| DATA TO PROCESS |
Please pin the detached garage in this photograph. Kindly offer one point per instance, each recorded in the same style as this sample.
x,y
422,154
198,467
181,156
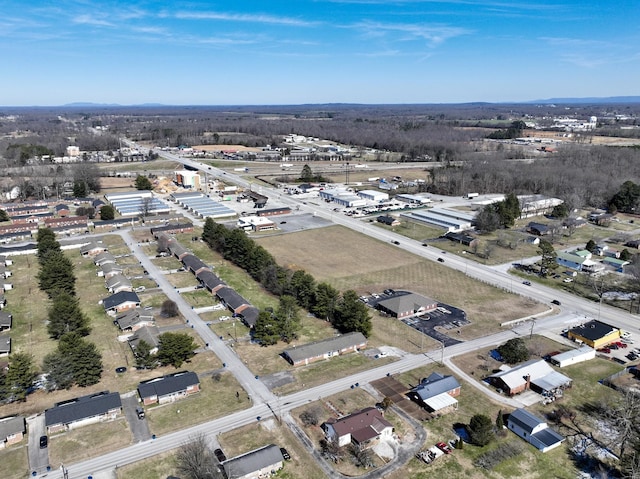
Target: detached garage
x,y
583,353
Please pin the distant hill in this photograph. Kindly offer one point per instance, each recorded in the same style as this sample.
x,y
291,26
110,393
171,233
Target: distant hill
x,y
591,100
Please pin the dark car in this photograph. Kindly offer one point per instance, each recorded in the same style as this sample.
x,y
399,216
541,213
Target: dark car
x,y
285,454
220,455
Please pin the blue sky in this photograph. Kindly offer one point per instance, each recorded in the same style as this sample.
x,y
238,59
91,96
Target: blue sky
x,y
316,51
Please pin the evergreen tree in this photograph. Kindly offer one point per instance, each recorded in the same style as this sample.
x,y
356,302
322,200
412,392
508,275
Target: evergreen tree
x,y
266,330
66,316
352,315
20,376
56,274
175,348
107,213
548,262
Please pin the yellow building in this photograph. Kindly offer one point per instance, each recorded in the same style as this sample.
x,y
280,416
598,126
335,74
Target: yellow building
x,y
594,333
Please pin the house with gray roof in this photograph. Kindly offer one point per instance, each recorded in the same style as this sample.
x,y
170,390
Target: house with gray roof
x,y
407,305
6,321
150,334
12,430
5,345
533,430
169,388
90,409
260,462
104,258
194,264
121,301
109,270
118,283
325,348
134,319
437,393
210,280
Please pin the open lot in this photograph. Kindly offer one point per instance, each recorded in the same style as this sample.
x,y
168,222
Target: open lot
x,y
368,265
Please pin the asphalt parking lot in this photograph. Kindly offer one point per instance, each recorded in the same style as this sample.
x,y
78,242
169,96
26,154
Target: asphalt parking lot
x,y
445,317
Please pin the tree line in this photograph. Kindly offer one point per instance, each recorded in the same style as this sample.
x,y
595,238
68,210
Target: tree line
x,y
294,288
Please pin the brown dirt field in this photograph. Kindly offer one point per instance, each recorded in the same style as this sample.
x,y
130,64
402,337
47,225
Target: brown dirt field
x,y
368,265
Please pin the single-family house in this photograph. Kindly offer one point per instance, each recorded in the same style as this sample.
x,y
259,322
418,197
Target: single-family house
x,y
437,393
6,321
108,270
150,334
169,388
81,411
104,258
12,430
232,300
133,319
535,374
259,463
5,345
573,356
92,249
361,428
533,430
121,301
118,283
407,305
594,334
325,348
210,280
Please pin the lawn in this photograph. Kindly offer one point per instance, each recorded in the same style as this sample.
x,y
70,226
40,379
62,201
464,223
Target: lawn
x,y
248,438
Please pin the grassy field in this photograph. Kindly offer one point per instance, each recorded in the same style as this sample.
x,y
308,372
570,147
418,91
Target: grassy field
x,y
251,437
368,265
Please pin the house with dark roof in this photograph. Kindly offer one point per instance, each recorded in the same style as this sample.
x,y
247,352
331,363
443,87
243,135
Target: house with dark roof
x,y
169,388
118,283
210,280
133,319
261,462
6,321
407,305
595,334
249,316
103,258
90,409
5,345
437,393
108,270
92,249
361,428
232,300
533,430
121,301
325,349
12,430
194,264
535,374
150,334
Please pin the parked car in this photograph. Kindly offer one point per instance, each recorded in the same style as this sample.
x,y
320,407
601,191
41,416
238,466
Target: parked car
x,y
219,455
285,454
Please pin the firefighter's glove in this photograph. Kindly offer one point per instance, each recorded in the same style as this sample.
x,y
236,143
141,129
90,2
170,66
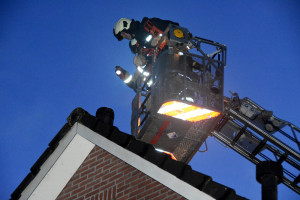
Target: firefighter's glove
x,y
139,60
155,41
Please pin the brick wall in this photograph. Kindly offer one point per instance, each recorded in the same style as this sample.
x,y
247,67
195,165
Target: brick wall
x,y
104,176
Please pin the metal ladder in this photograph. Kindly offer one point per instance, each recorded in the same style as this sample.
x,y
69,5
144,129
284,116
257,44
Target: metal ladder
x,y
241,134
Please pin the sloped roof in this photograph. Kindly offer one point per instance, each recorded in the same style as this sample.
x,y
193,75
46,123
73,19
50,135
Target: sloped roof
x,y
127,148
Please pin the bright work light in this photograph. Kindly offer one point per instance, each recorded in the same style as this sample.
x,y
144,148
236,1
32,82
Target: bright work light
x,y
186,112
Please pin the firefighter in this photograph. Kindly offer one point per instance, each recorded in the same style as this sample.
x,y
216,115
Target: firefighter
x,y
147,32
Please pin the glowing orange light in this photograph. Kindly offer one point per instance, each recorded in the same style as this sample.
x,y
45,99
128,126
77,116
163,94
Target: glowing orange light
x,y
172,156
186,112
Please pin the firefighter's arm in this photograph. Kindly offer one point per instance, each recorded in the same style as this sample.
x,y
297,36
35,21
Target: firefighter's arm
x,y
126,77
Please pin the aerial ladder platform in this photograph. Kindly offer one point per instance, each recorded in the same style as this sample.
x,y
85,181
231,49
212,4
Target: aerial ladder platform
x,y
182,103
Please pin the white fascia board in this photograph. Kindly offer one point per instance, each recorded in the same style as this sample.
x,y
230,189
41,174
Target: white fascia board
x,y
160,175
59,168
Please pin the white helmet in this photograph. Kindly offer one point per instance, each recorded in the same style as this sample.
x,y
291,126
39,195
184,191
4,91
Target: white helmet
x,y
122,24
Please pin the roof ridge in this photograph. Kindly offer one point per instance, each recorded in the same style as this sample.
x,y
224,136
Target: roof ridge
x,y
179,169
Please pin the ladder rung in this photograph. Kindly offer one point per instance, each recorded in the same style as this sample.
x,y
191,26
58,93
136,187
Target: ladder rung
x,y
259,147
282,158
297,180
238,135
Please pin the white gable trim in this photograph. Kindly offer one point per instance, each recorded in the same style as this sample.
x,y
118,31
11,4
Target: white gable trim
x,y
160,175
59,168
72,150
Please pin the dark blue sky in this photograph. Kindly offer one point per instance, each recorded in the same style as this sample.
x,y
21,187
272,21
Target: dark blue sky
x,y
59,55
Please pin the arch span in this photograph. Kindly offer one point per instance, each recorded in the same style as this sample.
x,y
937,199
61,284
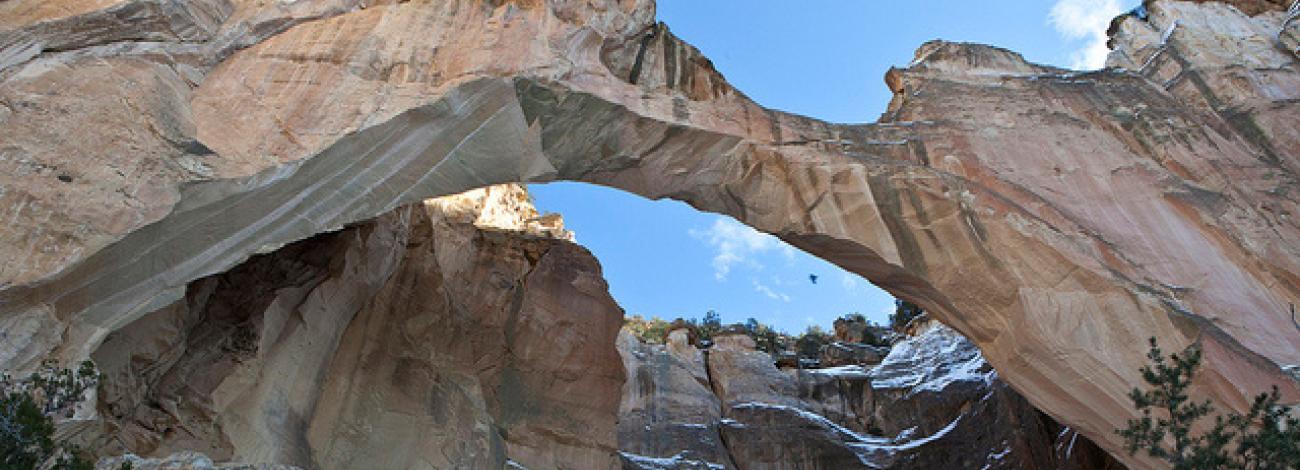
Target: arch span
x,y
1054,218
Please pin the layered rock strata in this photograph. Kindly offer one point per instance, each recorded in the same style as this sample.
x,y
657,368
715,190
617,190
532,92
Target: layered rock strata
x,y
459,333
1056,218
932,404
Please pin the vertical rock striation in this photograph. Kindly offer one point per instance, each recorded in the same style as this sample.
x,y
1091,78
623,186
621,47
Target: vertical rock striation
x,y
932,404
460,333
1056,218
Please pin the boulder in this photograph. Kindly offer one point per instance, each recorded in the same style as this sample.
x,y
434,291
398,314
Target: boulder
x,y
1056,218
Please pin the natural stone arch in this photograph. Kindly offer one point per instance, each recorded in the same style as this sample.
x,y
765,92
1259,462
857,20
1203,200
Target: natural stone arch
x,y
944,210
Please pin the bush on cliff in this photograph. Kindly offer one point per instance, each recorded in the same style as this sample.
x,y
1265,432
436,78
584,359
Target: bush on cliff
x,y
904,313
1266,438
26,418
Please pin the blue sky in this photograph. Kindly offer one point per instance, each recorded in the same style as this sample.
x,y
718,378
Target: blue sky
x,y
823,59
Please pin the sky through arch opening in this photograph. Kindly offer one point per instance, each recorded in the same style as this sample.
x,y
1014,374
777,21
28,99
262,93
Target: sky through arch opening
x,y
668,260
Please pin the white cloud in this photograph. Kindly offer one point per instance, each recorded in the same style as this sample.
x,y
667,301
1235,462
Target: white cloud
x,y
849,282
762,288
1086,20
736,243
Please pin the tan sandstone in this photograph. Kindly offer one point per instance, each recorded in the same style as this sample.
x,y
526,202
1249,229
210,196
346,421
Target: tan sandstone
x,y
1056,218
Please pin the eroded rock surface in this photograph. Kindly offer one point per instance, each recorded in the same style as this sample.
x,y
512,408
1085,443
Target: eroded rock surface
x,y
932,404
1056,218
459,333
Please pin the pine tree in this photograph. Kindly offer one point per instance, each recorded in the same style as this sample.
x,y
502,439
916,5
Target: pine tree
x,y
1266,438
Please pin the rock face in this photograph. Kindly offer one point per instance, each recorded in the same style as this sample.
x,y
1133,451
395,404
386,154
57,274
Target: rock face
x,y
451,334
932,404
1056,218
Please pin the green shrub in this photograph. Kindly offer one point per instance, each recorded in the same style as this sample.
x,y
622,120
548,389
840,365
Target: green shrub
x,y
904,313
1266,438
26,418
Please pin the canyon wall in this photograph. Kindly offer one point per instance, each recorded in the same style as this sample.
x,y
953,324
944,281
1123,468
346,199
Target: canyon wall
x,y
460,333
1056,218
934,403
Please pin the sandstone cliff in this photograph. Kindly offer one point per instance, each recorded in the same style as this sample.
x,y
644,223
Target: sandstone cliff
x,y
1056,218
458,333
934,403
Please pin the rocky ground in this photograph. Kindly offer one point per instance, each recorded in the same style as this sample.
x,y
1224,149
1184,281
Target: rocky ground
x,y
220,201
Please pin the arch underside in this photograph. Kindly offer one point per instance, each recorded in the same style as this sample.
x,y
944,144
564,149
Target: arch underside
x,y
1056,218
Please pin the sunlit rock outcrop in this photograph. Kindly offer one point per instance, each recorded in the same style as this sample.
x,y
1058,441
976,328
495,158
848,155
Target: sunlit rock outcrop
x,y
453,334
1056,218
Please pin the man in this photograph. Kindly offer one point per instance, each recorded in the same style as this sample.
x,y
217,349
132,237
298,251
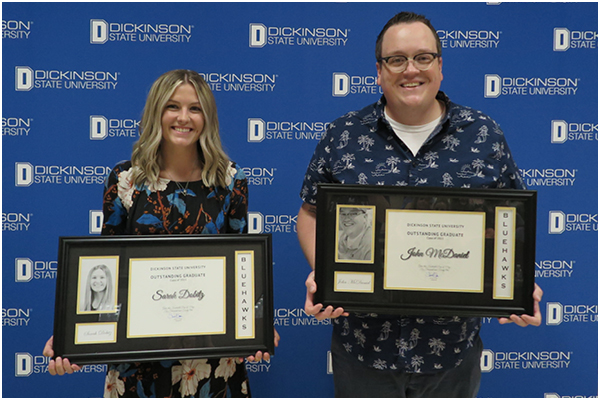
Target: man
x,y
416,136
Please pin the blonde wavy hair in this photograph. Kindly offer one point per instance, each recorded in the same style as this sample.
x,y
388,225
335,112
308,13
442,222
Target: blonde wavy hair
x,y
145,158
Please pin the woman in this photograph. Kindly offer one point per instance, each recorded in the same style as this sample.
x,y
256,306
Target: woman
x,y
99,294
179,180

| TASK OBJECTIVE |
Starting at the line containing "Please pin the green" and running through the last line of the data above, put each line, that one included, into a JSON list of strings, one string per line, with blank lines dropped. Leave the pictures out.

| FULL RESPONSE |
[
  "Please pin the green shrub in this photograph. Kindly offer one point per instance, each recorded in the same style as this sample.",
  "x,y",
  "622,120",
  "548,389",
  "840,365",
  "Target: green shrub",
  "x,y",
  "904,313",
  "1266,438",
  "26,418",
  "Please pin the canyon wall in this photograph. Kindly offer one point per instance, each recorded in the same style as this sample.",
  "x,y",
  "953,324",
  "944,281",
  "1123,468",
  "346,199",
  "Target: canyon wall",
  "x,y",
  "460,333",
  "1056,218",
  "934,403",
  "Please pin the sandstone cliff in this photograph. Kindly offer one point per instance, each recorded in the same style as this sample.",
  "x,y",
  "644,223",
  "Target: sandstone cliff",
  "x,y",
  "1056,218",
  "458,333",
  "934,403",
  "Please pin the rocky ground in this photograph. Kindly offer one point per instance, each recorded in the same style as this sample.",
  "x,y",
  "1224,149",
  "1184,281",
  "Target: rocky ground",
  "x,y",
  "220,201",
  "Please pin the arch underside in this photograph. Kindly offer one point per instance, each recorded in the same style as this sample.",
  "x,y",
  "944,144",
  "564,149",
  "Target: arch underside",
  "x,y",
  "1056,218",
  "Please pin the sunlit rock outcrop in this photograph. Kindly offer one point per instance, each recorded in the same style as this sample.",
  "x,y",
  "1058,441",
  "976,328",
  "495,158",
  "848,155",
  "Target: sunlit rock outcrop",
  "x,y",
  "453,334",
  "1056,218",
  "Please pin the man in this photograph. Kindly offer one point per instance, each recorded in the same style as this sample.",
  "x,y",
  "217,349",
  "132,237",
  "298,251",
  "Target: man",
  "x,y",
  "416,136",
  "Please pin the blonde wavy hair in this photograph. Kindly offer one point per instance, each recorded in the same style as this sample.",
  "x,y",
  "388,225",
  "335,112",
  "308,13",
  "442,222",
  "Target: blonde wavy hair",
  "x,y",
  "145,158",
  "Please pin the woman in this photograph. Kindly offer one point per instance, each recorded in the same style as this sample.",
  "x,y",
  "256,306",
  "Target: woman",
  "x,y",
  "99,294",
  "179,180"
]